— Passage to read —
The Songs he didn’t write: Bob Dylan House of the rising sun




The House of the Rising Sun is a traditional folk song, sometimes called Rising Sun Blues. It tells of a life gone wrong in New Orleans; many versions also urge a sibling to avoid the same fate. The most successful commercial version was recorded in 1964 by The Animals.

Bob Dylan recorded it, as House of the risin’ sun,  for his debut album released in 1962. He did it several more times both live and in studio.

Album version:

Like many classic folk ballads, The House of the Rising Sun is of uncertain authorship. Musicologists say that it is based on the tradition of broadside ballads, and thematically it has some resemblance to the 16th-century ballad The Unfortunate Rake. According to Alan Lomax, “Rising Sun” was used as the name of a bawdy house in two traditional English songs, and it was also a name for English pubs. He further suggested that the melody might be related to a 17th-century folk song, “Lord Barnard and Little Musgrave”, also known as “Matty Groves”, but a survey by Bertrand Bronson showed no clear relationship between the two songs. Lomax proposed that the location of the house was then relocated from England to New Orleans by white southern performers. However, Vance Randolph proposed an alternative French origin, the “rising sun” referring to the decorative use of the sunburst insignia dating to the time of Louis XIV, which was brought to North America by French immigrants.

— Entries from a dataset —
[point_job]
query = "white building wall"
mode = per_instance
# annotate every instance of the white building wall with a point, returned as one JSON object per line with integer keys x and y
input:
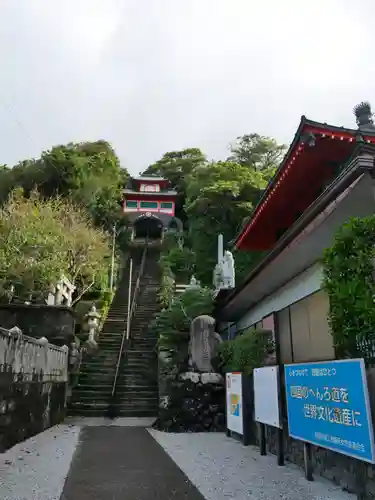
{"x": 301, "y": 286}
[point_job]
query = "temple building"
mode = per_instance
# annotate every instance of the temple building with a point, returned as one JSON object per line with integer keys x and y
{"x": 150, "y": 205}
{"x": 326, "y": 177}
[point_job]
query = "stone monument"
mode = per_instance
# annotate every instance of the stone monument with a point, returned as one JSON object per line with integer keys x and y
{"x": 224, "y": 272}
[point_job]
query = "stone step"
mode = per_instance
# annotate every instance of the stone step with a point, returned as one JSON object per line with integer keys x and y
{"x": 122, "y": 388}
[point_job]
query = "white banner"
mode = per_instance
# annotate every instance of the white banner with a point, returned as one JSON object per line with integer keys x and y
{"x": 234, "y": 402}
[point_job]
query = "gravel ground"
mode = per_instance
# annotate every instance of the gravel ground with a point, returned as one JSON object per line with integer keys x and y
{"x": 36, "y": 468}
{"x": 222, "y": 469}
{"x": 107, "y": 422}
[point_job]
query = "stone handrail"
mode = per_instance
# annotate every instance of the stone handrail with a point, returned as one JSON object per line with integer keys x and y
{"x": 29, "y": 359}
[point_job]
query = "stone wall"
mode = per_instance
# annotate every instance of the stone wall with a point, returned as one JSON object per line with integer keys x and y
{"x": 352, "y": 475}
{"x": 33, "y": 382}
{"x": 56, "y": 323}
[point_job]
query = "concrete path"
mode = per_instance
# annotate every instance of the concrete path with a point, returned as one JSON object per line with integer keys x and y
{"x": 114, "y": 463}
{"x": 105, "y": 460}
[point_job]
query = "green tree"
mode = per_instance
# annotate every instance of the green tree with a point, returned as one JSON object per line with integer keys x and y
{"x": 219, "y": 196}
{"x": 89, "y": 173}
{"x": 42, "y": 239}
{"x": 176, "y": 166}
{"x": 259, "y": 152}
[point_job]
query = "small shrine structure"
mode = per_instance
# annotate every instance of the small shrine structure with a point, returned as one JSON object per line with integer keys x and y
{"x": 150, "y": 204}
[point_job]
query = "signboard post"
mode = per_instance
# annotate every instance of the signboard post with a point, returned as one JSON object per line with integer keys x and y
{"x": 237, "y": 406}
{"x": 328, "y": 405}
{"x": 267, "y": 405}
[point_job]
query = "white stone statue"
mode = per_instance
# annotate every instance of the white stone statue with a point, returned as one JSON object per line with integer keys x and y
{"x": 228, "y": 270}
{"x": 203, "y": 344}
{"x": 224, "y": 272}
{"x": 61, "y": 294}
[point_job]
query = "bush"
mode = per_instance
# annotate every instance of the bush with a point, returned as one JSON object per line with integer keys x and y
{"x": 40, "y": 240}
{"x": 172, "y": 325}
{"x": 180, "y": 261}
{"x": 349, "y": 282}
{"x": 246, "y": 352}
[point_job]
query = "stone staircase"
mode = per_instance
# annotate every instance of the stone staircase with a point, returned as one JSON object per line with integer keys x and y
{"x": 92, "y": 394}
{"x": 136, "y": 388}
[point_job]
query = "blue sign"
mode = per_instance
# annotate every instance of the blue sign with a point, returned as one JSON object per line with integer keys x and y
{"x": 328, "y": 405}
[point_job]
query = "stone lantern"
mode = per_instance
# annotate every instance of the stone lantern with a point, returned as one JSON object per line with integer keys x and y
{"x": 93, "y": 318}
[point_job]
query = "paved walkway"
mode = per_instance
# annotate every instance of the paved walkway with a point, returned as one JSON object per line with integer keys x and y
{"x": 102, "y": 460}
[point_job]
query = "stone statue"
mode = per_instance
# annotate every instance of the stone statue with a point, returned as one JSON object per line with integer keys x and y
{"x": 193, "y": 281}
{"x": 203, "y": 344}
{"x": 93, "y": 318}
{"x": 228, "y": 270}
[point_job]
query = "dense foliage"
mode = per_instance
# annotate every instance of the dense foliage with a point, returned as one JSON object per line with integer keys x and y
{"x": 88, "y": 173}
{"x": 176, "y": 166}
{"x": 218, "y": 197}
{"x": 349, "y": 282}
{"x": 43, "y": 239}
{"x": 172, "y": 324}
{"x": 246, "y": 351}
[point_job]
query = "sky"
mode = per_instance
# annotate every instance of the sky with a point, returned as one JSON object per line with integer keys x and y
{"x": 151, "y": 76}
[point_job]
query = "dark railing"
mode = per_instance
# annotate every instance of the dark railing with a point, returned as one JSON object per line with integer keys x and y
{"x": 131, "y": 310}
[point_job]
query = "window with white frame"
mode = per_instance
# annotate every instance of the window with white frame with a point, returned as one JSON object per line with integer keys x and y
{"x": 152, "y": 188}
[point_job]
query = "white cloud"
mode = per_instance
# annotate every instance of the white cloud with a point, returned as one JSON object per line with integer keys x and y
{"x": 152, "y": 76}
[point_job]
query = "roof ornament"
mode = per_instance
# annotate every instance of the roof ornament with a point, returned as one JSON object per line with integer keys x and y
{"x": 364, "y": 116}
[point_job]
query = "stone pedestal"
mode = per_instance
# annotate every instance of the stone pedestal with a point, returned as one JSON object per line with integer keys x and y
{"x": 194, "y": 402}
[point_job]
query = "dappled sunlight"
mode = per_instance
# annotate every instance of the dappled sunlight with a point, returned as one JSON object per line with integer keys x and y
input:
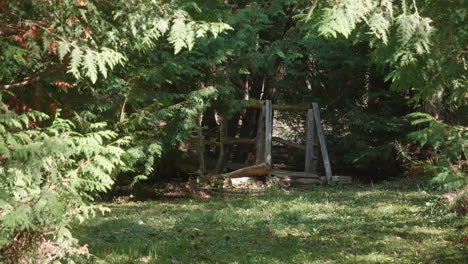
{"x": 289, "y": 227}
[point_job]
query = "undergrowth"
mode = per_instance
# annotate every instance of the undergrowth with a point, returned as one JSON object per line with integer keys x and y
{"x": 386, "y": 223}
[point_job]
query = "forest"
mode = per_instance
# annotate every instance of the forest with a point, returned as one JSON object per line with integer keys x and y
{"x": 173, "y": 131}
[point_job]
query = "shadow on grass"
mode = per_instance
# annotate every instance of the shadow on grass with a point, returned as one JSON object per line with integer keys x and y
{"x": 329, "y": 225}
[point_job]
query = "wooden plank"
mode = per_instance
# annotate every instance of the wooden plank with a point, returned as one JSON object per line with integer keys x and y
{"x": 258, "y": 104}
{"x": 323, "y": 146}
{"x": 342, "y": 179}
{"x": 311, "y": 145}
{"x": 232, "y": 141}
{"x": 291, "y": 174}
{"x": 268, "y": 131}
{"x": 221, "y": 164}
{"x": 288, "y": 143}
{"x": 260, "y": 148}
{"x": 201, "y": 145}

— Set of tasks —
a - Tally how many lines of the entries contain the string "dense". Reply with the number only.
b - Resume the passage on "The House of the Rising Sun" right after its final sentence.
The passage on "The House of the Rising Sun" and the entries have nothing to do with each other.

— Outputs —
a - 2

b -
House of Rising Sun was said to have been known by miners in 1905. The oldest published version of the lyrics is that printed by Robert Winslow Gordon in 1925, in a column “Old Songs That Men Have Sung” in Adventure Magazine. The lyrics of that version begin:

There is a house in New Orleans, it’s called the Rising Sun
It’s been the ruin of many a poor girl
Great God, and I for one

There is written a very fine book about the history of the song, Chasing The Rising Sun by Ted Anthony (available in many formats at Amazon) for those of you who want to did deeper. The book  discusses Rising Sun as a part of the so called “folk process” , the spread and variation of folk music at large. Great read for those who seek to understand a bit more of the way Dylan writes, and the tradition he is a part of.

Bob Dylan talks about House of the rising sun and Dave Van Ronk explains how Bob Dylan picked the arrangements of the song “House of the rising sun’ from him and appropriated it so well that Dave would not play the song anymore:

Dave Van Ronk’s recording:

The oldest known recording of the song, under the title “Rising Sun Blues”, is by Appalachian artists Clarence “Tom” Ashley and Gwen Foster, who recorded it for Vocalion Records on 6 September 1933. Ashley said he had learned it from his grandfather, Enoch Ashley. Roy Acuff, an “early-day friend and apprentice” of Ashley’s, learned it from him and recorded it as “Rising Sun” on 3 November 1938.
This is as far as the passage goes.